- _GIVEN EXERCISE_:
Gather every line below that contains the word "stone". Case counts, so only matches with the same capitalization qualify.

** Start DATASET ENTRIES **

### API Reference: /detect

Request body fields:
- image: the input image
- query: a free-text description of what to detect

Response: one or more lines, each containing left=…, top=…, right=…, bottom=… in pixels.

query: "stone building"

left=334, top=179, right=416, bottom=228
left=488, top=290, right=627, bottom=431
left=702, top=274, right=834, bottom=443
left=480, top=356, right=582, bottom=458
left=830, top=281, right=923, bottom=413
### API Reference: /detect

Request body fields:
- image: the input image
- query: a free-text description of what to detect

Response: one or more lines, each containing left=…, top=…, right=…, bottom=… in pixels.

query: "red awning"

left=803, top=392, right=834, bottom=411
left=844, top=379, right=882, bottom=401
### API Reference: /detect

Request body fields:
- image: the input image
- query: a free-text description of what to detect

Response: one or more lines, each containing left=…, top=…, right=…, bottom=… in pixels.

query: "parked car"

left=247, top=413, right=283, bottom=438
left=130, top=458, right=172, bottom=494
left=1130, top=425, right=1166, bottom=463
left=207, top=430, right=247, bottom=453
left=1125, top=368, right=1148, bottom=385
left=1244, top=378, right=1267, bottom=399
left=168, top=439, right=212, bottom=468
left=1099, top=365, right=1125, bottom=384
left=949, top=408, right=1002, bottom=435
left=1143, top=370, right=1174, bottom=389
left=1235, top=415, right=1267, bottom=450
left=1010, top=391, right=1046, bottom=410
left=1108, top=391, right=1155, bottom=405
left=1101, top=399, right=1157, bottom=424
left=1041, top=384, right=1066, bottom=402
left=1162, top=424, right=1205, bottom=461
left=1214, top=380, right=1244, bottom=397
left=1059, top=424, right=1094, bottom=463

** End DATASET ENTRIES **
** Start DATASET ENTRIES **

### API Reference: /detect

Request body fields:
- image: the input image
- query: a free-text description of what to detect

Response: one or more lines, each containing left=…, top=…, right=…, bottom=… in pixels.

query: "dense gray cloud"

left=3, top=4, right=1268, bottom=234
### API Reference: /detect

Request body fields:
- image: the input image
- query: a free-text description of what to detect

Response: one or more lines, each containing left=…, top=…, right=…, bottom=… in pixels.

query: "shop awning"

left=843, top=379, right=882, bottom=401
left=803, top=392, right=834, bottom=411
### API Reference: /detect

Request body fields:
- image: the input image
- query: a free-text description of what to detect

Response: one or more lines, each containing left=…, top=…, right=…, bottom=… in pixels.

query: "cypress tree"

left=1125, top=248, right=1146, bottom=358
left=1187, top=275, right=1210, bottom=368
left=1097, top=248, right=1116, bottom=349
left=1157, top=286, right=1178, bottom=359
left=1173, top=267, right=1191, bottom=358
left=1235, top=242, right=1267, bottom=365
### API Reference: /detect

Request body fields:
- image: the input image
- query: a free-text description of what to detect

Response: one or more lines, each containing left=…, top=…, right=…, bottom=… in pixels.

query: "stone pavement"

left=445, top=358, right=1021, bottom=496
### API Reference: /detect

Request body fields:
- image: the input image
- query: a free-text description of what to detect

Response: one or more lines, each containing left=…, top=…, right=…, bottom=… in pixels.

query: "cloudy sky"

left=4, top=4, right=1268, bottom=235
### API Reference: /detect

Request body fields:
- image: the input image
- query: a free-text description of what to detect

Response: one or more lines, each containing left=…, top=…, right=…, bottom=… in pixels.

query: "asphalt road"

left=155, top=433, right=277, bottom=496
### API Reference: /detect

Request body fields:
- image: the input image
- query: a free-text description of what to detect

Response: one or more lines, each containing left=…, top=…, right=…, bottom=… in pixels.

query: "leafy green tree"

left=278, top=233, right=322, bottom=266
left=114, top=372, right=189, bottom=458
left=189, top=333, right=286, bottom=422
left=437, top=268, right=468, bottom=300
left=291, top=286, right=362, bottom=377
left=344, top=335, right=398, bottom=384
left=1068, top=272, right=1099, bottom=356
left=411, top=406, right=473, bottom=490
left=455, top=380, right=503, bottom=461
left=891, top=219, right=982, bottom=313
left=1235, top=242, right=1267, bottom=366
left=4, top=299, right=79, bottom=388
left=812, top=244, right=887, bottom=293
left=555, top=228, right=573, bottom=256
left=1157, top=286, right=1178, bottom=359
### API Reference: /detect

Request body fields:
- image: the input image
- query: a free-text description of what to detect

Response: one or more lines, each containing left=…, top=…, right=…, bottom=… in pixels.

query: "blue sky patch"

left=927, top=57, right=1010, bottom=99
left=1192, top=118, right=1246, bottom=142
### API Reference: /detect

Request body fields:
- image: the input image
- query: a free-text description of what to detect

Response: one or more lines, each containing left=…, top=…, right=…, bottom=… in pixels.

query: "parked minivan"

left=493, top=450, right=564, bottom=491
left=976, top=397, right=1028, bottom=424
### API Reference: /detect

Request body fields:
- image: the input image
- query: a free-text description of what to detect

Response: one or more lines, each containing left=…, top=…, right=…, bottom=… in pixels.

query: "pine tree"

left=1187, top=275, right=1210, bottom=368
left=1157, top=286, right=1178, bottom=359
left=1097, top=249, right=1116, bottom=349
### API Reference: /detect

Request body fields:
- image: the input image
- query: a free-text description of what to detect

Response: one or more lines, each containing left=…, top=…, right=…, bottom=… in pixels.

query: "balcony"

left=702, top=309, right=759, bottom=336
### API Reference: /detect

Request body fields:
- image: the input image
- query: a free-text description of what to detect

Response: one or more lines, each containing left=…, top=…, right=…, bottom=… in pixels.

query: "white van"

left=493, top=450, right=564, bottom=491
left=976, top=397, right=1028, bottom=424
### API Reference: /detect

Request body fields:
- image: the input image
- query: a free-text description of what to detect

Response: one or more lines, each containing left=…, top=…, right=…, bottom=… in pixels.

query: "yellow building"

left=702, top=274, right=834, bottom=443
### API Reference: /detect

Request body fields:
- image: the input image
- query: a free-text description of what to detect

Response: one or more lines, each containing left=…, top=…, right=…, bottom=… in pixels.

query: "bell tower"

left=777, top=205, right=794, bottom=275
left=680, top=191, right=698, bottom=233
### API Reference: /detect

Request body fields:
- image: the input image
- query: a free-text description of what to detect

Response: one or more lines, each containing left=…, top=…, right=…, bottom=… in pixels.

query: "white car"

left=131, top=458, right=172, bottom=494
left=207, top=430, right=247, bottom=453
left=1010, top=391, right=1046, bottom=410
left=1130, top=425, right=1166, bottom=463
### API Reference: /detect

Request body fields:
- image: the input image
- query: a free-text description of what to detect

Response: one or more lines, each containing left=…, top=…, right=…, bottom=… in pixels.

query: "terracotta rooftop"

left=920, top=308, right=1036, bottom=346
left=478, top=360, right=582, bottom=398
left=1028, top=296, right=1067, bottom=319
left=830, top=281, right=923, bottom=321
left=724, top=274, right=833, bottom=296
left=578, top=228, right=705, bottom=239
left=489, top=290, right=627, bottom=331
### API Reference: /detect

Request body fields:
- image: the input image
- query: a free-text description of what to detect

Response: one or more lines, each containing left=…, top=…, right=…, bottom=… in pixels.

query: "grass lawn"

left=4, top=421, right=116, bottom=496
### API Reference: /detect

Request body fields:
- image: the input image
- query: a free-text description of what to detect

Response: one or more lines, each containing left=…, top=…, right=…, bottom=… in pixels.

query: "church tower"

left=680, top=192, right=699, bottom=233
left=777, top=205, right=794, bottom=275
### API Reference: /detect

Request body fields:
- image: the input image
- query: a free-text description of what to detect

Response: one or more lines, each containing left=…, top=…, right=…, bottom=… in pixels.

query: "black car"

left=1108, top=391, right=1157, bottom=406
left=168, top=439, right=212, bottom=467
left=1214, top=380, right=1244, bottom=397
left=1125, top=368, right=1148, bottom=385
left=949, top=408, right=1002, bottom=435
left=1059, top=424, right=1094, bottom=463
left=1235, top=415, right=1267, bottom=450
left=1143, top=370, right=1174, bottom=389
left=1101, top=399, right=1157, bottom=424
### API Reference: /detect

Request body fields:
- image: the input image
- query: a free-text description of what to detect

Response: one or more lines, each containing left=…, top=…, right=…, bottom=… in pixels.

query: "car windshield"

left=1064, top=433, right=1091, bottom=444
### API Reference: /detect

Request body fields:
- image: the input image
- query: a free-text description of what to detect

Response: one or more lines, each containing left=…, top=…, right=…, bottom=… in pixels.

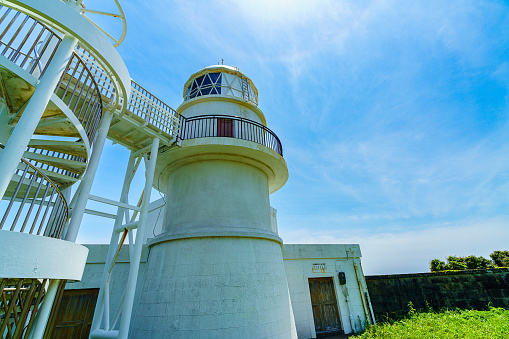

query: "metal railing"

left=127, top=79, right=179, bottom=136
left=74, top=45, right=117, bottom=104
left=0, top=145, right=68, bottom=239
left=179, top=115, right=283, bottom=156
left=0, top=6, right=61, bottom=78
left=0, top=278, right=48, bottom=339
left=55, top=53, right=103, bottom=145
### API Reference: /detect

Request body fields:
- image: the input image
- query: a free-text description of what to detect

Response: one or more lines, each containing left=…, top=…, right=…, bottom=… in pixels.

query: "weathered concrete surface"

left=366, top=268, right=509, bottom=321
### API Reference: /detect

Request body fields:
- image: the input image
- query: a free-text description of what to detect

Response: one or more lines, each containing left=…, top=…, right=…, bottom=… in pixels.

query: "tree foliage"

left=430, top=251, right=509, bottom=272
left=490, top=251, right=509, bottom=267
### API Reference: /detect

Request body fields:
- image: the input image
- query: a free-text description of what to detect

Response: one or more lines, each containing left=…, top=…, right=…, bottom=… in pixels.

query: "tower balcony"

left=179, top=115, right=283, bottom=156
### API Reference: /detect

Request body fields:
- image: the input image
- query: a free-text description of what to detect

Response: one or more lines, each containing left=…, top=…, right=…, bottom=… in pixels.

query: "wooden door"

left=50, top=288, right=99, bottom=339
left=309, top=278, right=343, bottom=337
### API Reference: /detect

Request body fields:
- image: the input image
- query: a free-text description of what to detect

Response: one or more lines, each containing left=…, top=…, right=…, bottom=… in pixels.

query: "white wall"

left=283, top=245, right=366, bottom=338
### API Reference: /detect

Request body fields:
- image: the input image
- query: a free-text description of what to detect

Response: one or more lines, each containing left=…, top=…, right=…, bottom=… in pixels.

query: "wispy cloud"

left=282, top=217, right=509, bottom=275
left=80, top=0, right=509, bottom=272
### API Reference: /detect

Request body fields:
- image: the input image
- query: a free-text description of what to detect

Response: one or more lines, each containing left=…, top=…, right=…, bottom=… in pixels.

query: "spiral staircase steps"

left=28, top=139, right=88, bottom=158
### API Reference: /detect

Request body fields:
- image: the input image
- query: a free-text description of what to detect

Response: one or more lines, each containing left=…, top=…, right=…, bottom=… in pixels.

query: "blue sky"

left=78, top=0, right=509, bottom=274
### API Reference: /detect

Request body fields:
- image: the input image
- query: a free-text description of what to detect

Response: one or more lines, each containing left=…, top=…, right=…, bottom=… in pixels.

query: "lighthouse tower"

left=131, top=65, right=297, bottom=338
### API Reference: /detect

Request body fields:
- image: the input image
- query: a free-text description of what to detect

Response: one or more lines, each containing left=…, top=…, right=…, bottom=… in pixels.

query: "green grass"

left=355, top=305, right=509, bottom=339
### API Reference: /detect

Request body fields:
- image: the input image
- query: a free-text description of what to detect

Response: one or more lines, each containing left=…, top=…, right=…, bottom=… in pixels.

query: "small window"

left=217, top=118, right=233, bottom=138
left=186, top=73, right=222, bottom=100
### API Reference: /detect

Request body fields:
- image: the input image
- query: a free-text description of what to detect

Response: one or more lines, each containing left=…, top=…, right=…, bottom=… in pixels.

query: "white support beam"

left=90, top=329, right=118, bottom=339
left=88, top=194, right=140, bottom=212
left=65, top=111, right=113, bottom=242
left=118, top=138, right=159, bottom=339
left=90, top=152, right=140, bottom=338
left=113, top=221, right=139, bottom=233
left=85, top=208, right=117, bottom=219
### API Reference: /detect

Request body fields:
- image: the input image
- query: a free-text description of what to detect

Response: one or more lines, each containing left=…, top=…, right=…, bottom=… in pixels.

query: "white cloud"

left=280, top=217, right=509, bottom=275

** End DATASET ENTRIES **

- _EXERCISE OUTPUT_:
query: "stone building"
query: "stone pavement"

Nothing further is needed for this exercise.